→ Quoted text
* * *
In terms of resolution, things go downhill pretty fast after 150 mm (6"). You'd think a 300 mm (12") aperture scope would provide 2x more resolving power, but in reality it's not that simple. There's something called "seeing", which is the stillness of the air that allows you crisp sharp views, and it varies a lot with the place and time. Realistically, instruments bigger than yours (which has about 0.7 arcsec resolving power) will use their resolving power much less often, only during those fleeting moments of perfect seeing. The bigger the scope, the less often you're able to use its full resolving power, because atmosphere is turbulent and keeps churning all the time.

E.g., a 100 mm (4") instrument will provide 1 arcsec resolving power. How often you'll get 1 arcsec seeing, or better, in the place you live? Not very often, unless you live in California, or Hawaii, or some other place with excellent seeing, far from the jet stream. People living in the american north-east often find that instruments bigger than 4...6" are seeing-limited a lot.
* * *
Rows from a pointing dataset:
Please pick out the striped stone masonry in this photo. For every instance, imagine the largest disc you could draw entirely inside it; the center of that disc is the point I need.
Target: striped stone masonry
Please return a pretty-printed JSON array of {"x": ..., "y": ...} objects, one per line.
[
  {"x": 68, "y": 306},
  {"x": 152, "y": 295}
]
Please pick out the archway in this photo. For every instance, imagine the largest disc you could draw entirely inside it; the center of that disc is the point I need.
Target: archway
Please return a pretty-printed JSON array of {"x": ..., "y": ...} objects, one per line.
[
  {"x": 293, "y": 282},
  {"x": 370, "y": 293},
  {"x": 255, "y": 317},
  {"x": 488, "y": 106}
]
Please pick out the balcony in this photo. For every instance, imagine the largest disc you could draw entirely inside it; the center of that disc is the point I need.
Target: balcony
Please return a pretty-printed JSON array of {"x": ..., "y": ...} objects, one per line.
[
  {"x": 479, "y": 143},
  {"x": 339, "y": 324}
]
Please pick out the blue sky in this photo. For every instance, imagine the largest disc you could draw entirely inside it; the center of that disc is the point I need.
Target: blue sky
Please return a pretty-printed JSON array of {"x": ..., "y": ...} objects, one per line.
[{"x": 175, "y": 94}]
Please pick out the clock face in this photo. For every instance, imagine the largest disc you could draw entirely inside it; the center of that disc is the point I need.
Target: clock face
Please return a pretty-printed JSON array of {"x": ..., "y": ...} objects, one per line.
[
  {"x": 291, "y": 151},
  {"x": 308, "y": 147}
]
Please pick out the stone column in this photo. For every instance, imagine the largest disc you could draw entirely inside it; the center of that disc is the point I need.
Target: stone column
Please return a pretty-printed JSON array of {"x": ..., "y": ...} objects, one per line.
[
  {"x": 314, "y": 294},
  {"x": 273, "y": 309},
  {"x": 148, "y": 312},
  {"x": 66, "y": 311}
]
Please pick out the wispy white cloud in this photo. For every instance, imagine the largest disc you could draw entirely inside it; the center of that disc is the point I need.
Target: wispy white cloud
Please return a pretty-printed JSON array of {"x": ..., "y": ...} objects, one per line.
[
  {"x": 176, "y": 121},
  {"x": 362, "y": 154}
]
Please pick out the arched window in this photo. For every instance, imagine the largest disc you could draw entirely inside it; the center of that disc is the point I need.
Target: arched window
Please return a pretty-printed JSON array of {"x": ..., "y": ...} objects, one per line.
* * *
→ What you will do
(a) In one to three sentences, explain why the telescope resolution text says a 300 mm scope does not, in practice, give twice the resolving power of a 150 mm one.
(b) Carry the telescope resolution text forward from its final sentence.
The entries have no part in this.

→ Per-task outputs
(a) Air stillness, called "seeing," limits the view, and the atmosphere is turbulent and constantly churning. A larger scope can use its full resolving power only in fleeting moments of perfect seeing, so the bigger the scope, the less often that happens.

(b)
Related to resolution, an alternative way to look at it - magnifications up to 100...150x are basically almost always usable. Around 200x, depends on seeing. Over 300x become less often achievable. Beyond that, it's pretty rare that you could crank up the mags without getting a large blurry blob instead of a crisp image.

Now, the second issue, brightness. A 300 mm scope will capture 4x more light than your 150 mm. So it would allow you to see fainter objects. But remember, if you live in the city, there's something called light pollution, due to all the lights around you, that makes the sky glow with light, so the faint objects are hard to see. You'd have to drive an hour or two to the dark skies away from the city to see all the really faint fuzzies. If you own a huge 24" dob then you could only exploit all its light-gathering power in those rare places with zero light pollution.

So, realistically, there are limits to what a big scope could do. Many old experienced users say that a 300 mm (12") f/5 truss dobsonian is the biggest that can be used without major effort. If it's a tube design, instead of truss, then it must be even smaller. Opinions about the real limit will vary between 10" and 16", with most of these scopes being f/4 to f/5.

It's best if you could go to a star party and test a few different scopes yourself.

In any case, the 6" will last you a long time and it's a quite capable instrument. Enjoy.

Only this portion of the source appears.